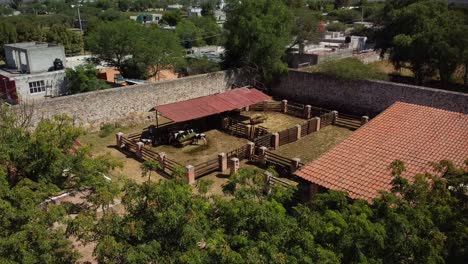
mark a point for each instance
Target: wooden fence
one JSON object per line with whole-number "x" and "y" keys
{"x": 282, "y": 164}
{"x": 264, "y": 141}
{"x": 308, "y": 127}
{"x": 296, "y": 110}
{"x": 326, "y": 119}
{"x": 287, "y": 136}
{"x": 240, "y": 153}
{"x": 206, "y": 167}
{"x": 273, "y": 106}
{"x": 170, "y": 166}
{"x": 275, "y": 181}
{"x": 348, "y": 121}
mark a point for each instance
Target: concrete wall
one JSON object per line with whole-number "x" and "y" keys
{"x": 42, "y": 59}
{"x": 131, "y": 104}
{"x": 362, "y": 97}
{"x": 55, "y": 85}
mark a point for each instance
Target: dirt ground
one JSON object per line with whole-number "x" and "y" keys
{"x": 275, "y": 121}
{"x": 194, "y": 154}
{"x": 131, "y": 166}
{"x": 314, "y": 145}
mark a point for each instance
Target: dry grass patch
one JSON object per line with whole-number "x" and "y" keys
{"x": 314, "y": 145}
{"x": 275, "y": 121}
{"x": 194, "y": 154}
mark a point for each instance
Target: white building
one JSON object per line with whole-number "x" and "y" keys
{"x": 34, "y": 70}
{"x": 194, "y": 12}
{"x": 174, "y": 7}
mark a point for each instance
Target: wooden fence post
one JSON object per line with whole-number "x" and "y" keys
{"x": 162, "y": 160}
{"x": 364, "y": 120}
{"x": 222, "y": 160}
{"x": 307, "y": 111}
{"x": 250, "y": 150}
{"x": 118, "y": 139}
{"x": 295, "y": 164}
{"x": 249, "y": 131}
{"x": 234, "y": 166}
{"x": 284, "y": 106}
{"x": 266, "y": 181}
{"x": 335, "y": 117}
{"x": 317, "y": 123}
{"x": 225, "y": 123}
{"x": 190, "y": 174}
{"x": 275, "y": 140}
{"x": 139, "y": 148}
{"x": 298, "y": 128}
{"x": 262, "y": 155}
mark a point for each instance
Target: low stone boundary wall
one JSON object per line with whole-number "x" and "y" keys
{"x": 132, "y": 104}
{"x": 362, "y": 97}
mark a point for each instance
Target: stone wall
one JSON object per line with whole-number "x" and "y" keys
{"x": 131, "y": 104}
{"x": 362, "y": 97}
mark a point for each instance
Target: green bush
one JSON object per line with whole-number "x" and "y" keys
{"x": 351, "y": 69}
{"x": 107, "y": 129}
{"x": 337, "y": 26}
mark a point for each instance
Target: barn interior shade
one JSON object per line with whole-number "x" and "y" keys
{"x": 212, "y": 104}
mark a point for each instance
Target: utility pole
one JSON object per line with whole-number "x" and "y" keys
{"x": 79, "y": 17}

####################

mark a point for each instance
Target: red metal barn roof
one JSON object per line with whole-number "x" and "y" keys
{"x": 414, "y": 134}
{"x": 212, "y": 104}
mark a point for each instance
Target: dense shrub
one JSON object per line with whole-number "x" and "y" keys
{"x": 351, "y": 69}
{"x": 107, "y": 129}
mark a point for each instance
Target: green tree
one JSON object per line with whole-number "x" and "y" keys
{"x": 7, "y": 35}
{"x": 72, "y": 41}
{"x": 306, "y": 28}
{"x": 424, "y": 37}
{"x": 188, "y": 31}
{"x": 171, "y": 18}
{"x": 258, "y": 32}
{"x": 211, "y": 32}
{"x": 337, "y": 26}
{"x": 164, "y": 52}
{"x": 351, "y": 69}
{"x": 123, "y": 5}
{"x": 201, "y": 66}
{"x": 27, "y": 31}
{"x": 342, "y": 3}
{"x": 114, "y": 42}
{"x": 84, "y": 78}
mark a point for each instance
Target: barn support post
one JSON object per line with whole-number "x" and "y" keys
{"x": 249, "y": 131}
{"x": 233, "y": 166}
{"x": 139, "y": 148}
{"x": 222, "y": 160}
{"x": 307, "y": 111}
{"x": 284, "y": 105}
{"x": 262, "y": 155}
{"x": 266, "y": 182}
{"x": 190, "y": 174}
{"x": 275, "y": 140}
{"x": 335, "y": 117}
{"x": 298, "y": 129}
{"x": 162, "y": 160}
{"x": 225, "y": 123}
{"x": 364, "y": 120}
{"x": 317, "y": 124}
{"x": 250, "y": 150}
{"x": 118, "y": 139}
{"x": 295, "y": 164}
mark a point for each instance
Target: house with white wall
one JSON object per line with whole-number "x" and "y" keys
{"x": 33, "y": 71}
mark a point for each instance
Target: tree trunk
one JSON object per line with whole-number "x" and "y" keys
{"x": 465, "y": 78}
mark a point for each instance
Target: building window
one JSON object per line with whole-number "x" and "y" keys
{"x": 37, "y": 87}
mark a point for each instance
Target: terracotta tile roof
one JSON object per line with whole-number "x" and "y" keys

####################

Note each line above that holds "wall", then copy all of them.

Target: concrete wall
Target: low stone boundary wall
Target: stone wall
Target: house with white wall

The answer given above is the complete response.